| EXTRAIT DU TEXTE |

Le bruit du trafic routier prive les habitants de sommeil et augmente le risque d’hypertension ou de crise cardiaque. Il y a dix ans, l’Organisation mondiale de la santé (OMS) présentait des chiffres alarmants pour la Suisse: 3,7 millions de résidents étaient exposés au bruit du trafic routier à hauteur d’au moins 55 décibels pendant la journée. La nuit, près de 2 millions de personnes étaient gênées par le bruit de la circulation routière.
Selon l’OMS, les effets négatifs sur la santé augmentent sensiblement au-delà de 50 décibels et peu de progrès ont été réalisés, ces dernières années. Car l’augmentation du trafic automobile a contrebalancé l’effet des murs et des fenêtres antibruit. En 2020, l’Agence européenne pour l’environnement a constaté que le taux de pollution sonore est plus élevé en Suisse que dans 32 autres pays en Europe.
Protection des piétons
Les experts de la santé demandent donc que le bruit du trafic routier soit combattu à la source. Avec l’avènement de la voiture électrique, une opportunité unique s’est présentée: conduire sans bruit de moteur est devenu possible. Mais l’industrie, avec l’aide des autorités, est parvenue à sauver le bruit des voitures.

Entrées de données enregistrées:
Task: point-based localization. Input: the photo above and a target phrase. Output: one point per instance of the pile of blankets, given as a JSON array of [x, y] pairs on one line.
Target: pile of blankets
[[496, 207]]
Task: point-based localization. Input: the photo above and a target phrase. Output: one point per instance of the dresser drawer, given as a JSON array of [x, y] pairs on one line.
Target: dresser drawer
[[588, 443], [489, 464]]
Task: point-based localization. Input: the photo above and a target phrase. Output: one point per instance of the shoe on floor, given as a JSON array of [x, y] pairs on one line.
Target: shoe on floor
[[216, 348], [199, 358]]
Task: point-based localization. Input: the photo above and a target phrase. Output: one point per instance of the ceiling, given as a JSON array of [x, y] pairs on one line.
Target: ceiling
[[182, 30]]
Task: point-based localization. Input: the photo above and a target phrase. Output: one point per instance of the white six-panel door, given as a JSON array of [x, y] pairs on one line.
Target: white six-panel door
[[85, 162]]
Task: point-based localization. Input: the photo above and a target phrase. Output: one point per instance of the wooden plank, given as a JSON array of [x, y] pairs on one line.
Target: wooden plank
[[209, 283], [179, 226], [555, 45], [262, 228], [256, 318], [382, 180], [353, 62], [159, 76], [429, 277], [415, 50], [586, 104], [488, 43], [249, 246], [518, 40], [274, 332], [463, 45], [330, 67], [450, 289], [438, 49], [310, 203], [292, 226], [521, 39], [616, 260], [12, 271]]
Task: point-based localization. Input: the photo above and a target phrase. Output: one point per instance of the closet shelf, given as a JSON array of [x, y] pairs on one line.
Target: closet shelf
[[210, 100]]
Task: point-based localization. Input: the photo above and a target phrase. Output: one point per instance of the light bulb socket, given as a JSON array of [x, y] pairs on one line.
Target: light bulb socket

| CONSIGNE 1 |
Recopiez mot pour mot le passage de l'extrait sur le bruit routier, en commençant par « Selon l’OMS, les » et en allant jusqu'à « bruit des voitures. ».
| CONSIGNE 2 |
D'après l'extrait sur le bruit routier, combien de résidents de Suisse l'OMS comptait-elle comme exposés le jour à au moins 55 décibels de bruit du trafic routier ?
Le matériel fourni n'a aucun rapport avec l'extrait sur le bruit routier.

| CORRIGÉ DÉTAILLÉ 1 |
Selon l’OMS, les effets négatifs sur la santé augmentent sensiblement au-delà de 50 décibels et peu de progrès ont été réalisés, ces dernières années. Car l’augmentation du trafic automobile a contrebalancé l’effet des murs et des fenêtres antibruit. En 2020, l’Agence européenne pour l’environnement a constaté que le taux de pollution sonore est plus élevé en Suisse que dans 32 autres pays en Europe.
Protection des piétons
Les experts de la santé demandent donc que le bruit du trafic routier soit combattu à la source. Avec l’avènement de la voiture électrique, une opportunité unique s’est présentée: conduire sans bruit de moteur est devenu possible. Mais l’industrie, avec l’aide des autorités, est parvenue à sauver le bruit des voitures.

| CORRIGÉ DÉTAILLÉ 2 |
3,7 millions de résidents.